== Task details ==
One figure is the whole answer: the number of lines below that contain the word "leather".

═════ Data for review ═════

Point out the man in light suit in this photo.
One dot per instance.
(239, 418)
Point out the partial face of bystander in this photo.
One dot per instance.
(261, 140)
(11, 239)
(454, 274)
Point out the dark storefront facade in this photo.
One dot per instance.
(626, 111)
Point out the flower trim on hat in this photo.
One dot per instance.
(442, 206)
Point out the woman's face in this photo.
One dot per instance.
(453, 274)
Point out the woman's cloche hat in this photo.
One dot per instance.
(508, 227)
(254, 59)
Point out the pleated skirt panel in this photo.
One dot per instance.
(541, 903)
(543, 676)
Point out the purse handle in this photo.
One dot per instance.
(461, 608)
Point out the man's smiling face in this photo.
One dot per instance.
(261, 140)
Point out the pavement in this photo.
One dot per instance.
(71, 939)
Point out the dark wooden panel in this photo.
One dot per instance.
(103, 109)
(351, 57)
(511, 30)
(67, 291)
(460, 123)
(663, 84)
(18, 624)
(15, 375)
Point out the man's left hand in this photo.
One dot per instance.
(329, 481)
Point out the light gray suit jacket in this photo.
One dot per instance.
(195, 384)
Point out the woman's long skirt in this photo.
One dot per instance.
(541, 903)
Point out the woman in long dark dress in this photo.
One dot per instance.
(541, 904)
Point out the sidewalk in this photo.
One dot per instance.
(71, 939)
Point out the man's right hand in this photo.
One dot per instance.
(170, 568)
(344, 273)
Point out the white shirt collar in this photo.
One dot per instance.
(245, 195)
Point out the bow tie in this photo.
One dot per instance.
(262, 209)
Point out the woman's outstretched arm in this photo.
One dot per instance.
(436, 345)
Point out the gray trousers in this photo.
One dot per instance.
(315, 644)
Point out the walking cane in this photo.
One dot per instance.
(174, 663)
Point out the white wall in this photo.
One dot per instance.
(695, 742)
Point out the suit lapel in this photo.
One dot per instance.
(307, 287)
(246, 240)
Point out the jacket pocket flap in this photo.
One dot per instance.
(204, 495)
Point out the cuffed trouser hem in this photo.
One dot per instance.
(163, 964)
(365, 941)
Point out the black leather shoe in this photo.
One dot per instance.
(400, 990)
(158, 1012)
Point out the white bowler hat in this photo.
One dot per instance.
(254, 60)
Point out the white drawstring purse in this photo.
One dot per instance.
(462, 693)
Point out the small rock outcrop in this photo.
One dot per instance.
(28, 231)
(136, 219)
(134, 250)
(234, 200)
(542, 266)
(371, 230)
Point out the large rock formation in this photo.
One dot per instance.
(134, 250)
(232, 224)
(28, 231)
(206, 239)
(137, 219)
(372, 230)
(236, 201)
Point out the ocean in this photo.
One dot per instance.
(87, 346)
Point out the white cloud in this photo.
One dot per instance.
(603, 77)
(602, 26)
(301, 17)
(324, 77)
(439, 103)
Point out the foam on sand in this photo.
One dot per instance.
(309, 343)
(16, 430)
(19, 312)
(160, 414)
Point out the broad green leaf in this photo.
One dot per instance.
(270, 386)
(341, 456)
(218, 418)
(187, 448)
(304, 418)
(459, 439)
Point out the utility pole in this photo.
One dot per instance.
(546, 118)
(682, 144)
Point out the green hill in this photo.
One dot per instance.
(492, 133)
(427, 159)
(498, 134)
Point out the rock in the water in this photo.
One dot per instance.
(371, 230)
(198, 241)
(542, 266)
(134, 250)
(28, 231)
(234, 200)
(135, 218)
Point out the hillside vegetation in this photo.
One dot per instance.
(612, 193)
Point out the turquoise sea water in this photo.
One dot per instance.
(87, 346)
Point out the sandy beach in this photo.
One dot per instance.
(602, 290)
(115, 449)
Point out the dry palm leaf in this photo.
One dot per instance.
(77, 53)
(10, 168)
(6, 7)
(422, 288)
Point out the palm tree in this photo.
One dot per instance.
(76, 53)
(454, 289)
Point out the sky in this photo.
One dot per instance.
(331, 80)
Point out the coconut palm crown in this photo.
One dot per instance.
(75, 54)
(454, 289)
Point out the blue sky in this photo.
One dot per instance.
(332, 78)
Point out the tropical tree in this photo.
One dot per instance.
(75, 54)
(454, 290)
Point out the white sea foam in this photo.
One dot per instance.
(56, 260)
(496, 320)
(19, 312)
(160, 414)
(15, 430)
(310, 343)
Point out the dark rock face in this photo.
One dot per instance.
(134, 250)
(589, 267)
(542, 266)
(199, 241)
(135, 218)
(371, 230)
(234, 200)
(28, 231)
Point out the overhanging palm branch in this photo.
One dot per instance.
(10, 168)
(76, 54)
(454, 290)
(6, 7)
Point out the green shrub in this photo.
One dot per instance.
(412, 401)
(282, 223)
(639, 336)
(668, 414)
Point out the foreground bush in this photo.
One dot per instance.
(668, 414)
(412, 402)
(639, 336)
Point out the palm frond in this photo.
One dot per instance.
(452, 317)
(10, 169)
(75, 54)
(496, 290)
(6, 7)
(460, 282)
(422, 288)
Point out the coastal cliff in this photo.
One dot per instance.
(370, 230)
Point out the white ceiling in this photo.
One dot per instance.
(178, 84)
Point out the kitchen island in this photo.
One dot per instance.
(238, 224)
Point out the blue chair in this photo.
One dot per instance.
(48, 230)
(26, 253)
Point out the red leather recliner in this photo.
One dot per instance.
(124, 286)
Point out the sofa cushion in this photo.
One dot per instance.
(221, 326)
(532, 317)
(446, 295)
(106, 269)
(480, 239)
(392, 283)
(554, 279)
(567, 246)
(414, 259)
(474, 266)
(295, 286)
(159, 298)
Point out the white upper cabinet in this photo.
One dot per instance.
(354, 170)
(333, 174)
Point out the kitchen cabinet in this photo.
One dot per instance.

═════

== Solved exercise ==
2